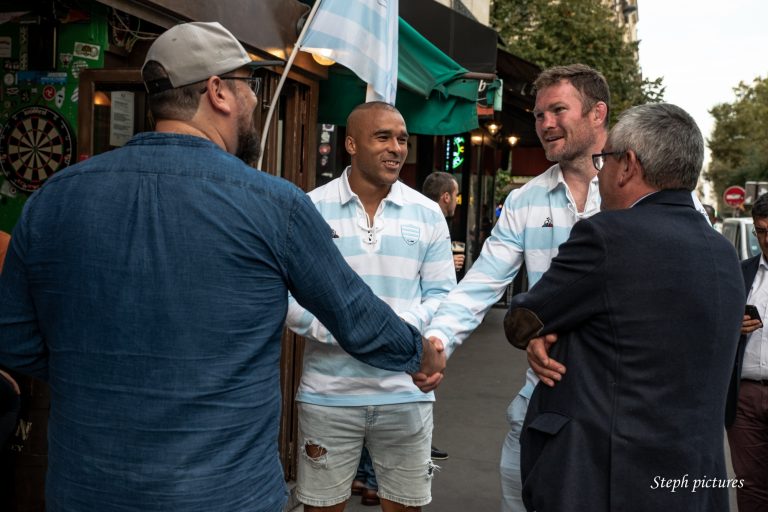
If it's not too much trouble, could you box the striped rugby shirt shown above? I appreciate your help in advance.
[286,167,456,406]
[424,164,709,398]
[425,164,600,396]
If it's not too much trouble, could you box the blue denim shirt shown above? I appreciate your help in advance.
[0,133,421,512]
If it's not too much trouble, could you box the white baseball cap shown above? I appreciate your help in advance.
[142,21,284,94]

··········

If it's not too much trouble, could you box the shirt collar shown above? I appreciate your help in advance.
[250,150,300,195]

··········

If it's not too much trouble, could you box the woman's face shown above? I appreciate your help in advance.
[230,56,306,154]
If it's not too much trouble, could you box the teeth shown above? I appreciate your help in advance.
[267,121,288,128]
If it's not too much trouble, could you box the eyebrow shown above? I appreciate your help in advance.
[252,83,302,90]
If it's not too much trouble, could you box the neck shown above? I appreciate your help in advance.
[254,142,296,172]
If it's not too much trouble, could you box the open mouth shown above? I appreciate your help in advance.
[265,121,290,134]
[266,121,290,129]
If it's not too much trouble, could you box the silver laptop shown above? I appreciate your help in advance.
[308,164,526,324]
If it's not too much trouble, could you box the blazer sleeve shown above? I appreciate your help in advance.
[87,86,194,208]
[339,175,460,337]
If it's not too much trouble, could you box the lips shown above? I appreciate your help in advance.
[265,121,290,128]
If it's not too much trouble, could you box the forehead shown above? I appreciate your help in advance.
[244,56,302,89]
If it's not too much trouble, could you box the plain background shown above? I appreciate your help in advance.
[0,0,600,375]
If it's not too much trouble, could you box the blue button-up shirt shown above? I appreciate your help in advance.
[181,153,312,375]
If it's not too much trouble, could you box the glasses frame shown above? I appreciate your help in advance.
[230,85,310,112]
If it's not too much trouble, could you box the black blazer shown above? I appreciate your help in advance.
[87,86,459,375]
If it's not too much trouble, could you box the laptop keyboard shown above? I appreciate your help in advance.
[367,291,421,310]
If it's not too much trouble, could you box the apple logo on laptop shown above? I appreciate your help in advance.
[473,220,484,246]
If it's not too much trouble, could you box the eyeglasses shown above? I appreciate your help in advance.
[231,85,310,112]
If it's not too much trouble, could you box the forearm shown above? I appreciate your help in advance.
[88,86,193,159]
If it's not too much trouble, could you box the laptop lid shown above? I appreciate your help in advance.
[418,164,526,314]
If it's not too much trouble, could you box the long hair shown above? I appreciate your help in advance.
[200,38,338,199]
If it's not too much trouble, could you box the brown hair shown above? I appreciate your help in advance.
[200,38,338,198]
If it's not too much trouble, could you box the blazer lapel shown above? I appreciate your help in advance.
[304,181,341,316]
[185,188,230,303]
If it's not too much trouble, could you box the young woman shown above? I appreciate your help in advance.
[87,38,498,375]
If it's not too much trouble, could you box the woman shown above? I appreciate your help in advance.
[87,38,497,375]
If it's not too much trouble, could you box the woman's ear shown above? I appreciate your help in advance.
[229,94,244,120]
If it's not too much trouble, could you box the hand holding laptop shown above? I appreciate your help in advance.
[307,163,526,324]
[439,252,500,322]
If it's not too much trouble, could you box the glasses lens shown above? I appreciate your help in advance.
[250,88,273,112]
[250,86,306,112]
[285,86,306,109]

··········

■ **Exercise goal**: Copy out the records starting with the line that contains "If it's not too much trouble, could you box the shirt" and going on through the line that contains "[250,150,300,195]", keeping every line, and increase each bounding-box coordinate by 120. Give only those lines.

■ **Response for this exercise**:
If it's not too much trouble, could you box the shirt collar shown above? I appreciate your help in advance.
[370,270,420,315]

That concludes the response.